Collection entries
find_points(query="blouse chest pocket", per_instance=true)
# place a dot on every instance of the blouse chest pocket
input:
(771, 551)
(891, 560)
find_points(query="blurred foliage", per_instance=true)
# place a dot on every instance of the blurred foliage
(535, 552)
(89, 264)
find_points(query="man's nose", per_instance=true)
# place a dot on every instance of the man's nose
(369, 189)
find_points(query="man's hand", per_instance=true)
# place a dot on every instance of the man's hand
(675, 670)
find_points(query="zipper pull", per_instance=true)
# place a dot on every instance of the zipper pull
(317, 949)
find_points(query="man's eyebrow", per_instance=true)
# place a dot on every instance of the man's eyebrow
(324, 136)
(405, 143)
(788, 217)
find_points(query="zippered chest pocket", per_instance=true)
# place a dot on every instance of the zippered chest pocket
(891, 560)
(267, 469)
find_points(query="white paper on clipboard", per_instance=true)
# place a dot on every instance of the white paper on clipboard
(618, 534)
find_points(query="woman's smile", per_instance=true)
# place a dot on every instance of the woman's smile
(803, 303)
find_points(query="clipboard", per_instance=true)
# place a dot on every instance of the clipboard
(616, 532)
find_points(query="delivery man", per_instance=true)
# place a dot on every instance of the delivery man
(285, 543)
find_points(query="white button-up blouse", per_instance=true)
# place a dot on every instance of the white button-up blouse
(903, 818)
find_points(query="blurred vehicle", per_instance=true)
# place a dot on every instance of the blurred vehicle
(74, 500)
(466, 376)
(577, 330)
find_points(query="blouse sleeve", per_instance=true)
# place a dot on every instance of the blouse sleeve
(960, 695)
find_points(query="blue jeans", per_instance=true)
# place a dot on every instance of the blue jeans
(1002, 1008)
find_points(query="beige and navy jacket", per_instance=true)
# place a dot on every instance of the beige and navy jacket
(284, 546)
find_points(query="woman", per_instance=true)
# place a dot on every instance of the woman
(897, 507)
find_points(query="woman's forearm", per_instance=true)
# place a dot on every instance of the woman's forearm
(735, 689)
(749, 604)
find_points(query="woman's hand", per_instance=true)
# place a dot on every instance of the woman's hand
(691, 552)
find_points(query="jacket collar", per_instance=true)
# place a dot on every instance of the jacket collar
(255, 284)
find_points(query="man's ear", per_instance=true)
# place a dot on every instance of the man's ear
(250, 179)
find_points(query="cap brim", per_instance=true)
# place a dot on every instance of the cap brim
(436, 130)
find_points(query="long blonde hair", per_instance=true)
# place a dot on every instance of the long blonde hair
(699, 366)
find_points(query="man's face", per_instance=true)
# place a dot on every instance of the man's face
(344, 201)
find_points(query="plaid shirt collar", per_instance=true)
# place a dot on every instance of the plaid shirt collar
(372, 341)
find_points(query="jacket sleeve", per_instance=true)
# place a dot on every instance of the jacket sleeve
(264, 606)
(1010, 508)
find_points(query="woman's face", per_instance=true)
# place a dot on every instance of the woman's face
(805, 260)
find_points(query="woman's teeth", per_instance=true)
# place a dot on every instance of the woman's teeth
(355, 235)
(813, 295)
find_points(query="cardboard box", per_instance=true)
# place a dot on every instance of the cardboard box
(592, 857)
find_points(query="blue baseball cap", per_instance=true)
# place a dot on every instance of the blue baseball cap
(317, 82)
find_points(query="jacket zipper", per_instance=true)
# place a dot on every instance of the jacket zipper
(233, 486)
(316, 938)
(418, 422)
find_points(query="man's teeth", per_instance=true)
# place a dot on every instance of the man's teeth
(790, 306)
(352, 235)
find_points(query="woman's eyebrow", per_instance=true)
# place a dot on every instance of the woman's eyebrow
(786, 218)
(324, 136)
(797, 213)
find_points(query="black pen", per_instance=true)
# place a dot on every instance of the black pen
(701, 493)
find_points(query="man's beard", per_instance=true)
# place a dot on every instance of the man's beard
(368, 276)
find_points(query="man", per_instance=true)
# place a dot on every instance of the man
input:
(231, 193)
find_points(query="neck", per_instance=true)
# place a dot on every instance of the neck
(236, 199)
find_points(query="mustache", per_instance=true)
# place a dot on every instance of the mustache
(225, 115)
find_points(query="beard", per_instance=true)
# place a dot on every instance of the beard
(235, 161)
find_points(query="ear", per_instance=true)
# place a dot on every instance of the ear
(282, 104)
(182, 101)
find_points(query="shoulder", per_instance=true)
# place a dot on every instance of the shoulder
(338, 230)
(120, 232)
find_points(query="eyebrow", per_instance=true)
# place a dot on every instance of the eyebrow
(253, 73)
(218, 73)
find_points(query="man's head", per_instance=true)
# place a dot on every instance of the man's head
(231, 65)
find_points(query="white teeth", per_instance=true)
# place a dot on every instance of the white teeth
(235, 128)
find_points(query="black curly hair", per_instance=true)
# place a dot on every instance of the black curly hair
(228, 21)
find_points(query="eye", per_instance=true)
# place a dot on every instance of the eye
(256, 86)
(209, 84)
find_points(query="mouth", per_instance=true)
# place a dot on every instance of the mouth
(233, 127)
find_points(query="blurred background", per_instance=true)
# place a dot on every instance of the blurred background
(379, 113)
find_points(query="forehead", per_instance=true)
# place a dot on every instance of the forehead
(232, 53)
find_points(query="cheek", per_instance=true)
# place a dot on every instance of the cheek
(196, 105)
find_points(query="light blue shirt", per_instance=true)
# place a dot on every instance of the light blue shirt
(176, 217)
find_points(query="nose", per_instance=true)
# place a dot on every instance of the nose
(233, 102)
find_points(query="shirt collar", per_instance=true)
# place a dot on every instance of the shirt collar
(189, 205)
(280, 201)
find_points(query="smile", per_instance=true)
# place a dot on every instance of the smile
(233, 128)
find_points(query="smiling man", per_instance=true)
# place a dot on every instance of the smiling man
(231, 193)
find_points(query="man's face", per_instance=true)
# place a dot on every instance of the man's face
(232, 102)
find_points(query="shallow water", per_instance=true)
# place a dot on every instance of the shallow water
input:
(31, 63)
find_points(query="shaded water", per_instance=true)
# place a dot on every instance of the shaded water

TASK GOAL » Extract all of the data shown above and repeat it verbatim.

COMPLETE OUTPUT »
find_points(query="blouse chest pocket", per_instance=true)
# place a dot on every instance of the blouse chest pocket
input:
(771, 551)
(891, 560)
find_points(query="blurred foliage", per_instance=true)
# place a dot on every instance of the blurred foliage
(535, 552)
(89, 264)
find_points(query="man's nose", per_instance=true)
# place a dot on every instance of the man's nose
(369, 189)
find_points(query="man's hand", per_instance=true)
# place a dot on every instance of the man's hand
(675, 670)
find_points(query="zipper pull", per_instance=true)
# place a dot on every instance of the zipper pull
(317, 949)
find_points(query="man's eyebrow", per_instance=true)
# place a dot on every instance of the man's eyebrow
(324, 136)
(405, 143)
(788, 217)
find_points(query="zippered chest pocket", per_instance=true)
# place a dot on every instance of the zippered chest pocket
(891, 560)
(267, 469)
find_points(query="white paper on clipboard", per_instance=true)
# place a dot on every instance of the white paper on clipboard
(618, 534)
find_points(query="woman's smile", per_instance=true)
# place a dot on every instance of the woman's smile
(803, 303)
find_points(query="clipboard", per_instance=true)
# place a dot on every instance of the clipboard
(616, 532)
find_points(query="delivery man", per_instance=true)
# place a dot on every instance of the delivery man
(285, 543)
find_points(query="white button-up blouse", per_instance=true)
# place a dot on every instance of the white button-up blouse
(903, 818)
find_points(query="blurred vehicle", per_instance=true)
# place a dot on every instance of the blurred vehicle
(74, 500)
(466, 376)
(577, 330)
find_points(query="blouse sleeve", per_instance=true)
# place a dot on every instance of the blouse sleeve
(960, 695)
find_points(query="blue jeans", per_instance=true)
# place a dot on every instance of the blue jeans
(1002, 1008)
find_points(query="beige and navy jacket", per_instance=true)
# place a dot on every instance of the beige and navy jacket
(284, 546)
find_points(query="woman", per_instance=true)
# place a dot on every instance of the woman
(897, 507)
find_points(query="woman's forearm", per_instance=true)
# place a dot on every instance of the woman's forearm
(735, 689)
(749, 604)
find_points(query="woman's hand", per_instance=true)
# place a dot on every instance of the woman's hand
(691, 552)
find_points(query="jacket collar", per_instance=true)
# place a dot on every instance of the jacket collar
(255, 284)
find_points(query="man's ear", per_instance=true)
# place a dot on every instance of the man's ear
(250, 179)
find_points(query="cap brim", per_instance=true)
# place a dot on every instance of the cap brim
(436, 130)
find_points(query="long blonde hair", per_instance=true)
# place a dot on every instance of the long blonde hair
(699, 366)
find_points(query="man's face", per_instance=true)
# place a dot on every instance of the man's face
(344, 201)
find_points(query="plaid shirt collar", per_instance=true)
# place a dot on every instance of the plaid shirt collar
(372, 341)
find_points(query="jacket sleeve", per_instance=true)
# place a dot on every instance of the jacket sleeve
(264, 606)
(1010, 508)
find_points(query="woman's face", per_instance=true)
# place a dot on every instance of the woman's face
(805, 260)
find_points(query="woman's teeth", per_instance=true)
# place a dot on every instance of the woman's teeth
(355, 235)
(813, 295)
find_points(query="cardboard box", per_instance=true)
# place a dot on every instance of the cardboard box
(592, 857)
find_points(query="blue baseball cap", per_instance=true)
# place a dot on every instance of the blue baseball cap
(317, 82)
find_points(query="jacket zipper", per_instance=true)
# place a dot on every instance of the jacket zipper
(233, 486)
(316, 938)
(418, 422)
find_points(query="man's teeth", per_instance=true)
# place a dot on every instance of the man's teeth
(790, 306)
(352, 235)
find_points(query="woman's eyebrow", per_instance=true)
# place a dot on every instance of the woman's eyebrow
(786, 218)
(324, 136)
(797, 213)
find_points(query="black pen", per_instance=true)
# place a dot on every instance of the black pen
(701, 493)
find_points(query="man's beard", per_instance=true)
# place a dot on every instance of the man's beard
(368, 276)
find_points(query="man", per_instance=true)
# place a dot on every instance of the man
input:
(231, 193)
find_points(query="neck", per_instance=true)
# place a dot on every instance of the neck
(236, 199)
find_points(query="mustache", per_instance=true)
# place a dot on every instance of the mustache
(225, 115)
find_points(query="beard", per_instance=true)
# place a dot on every instance of the beard
(235, 161)
find_points(query="ear", per_instance=true)
# place a dot on every instance of the ear
(282, 104)
(182, 101)
find_points(query="shoulder", per_instance=true)
# place a dot on every instance of the shoulder
(338, 230)
(120, 232)
find_points(query="eyebrow", per_instance=true)
# place a dot on every instance of the eyebrow
(253, 73)
(218, 73)
find_points(query="man's head", per_instance=true)
# place a dot on every instance of the man's head
(231, 65)
find_points(query="white teeth", per_instance=true)
# place a dot on every instance of the white teeth
(235, 128)
find_points(query="black curly hair", per_instance=true)
# place a dot on every instance of the black curly hair
(228, 21)
find_points(query="eye", per_instance=true)
# place a dot on every instance of the eye
(256, 86)
(209, 84)
find_points(query="mouth", per_instance=true)
# place a dot on every instance of the mouth
(233, 127)
find_points(query="blurred background", per_instance=true)
# place a dot on every instance of the blurred background
(379, 113)
find_points(query="forehead", per_instance=true)
# place a dot on every instance of the forehead
(232, 53)
find_points(query="cheek", per_instance=true)
# place a dot on every instance of the cheek
(196, 105)
find_points(query="light blue shirt", per_instance=true)
# place a dot on every instance of the light blue shirt
(176, 217)
find_points(query="nose", per_instance=true)
# place a dot on every instance of the nose
(233, 102)
find_points(query="shirt collar", per_instance=true)
# place a dot on every instance of the shirt collar
(189, 205)
(280, 201)
find_points(query="smile", per_instance=true)
# place a dot on every instance of the smile
(233, 128)
find_points(query="smiling man", per_instance=true)
# place a dot on every instance of the smiling man
(231, 193)
find_points(query="man's face", per_instance=true)
# place a dot on every instance of the man's face
(232, 102)
find_points(query="shallow water", per_instance=true)
# place a dot on every instance of the shallow water
input:
(31, 63)
find_points(query="shaded water", per_instance=true)
# place a dot on every instance of the shaded water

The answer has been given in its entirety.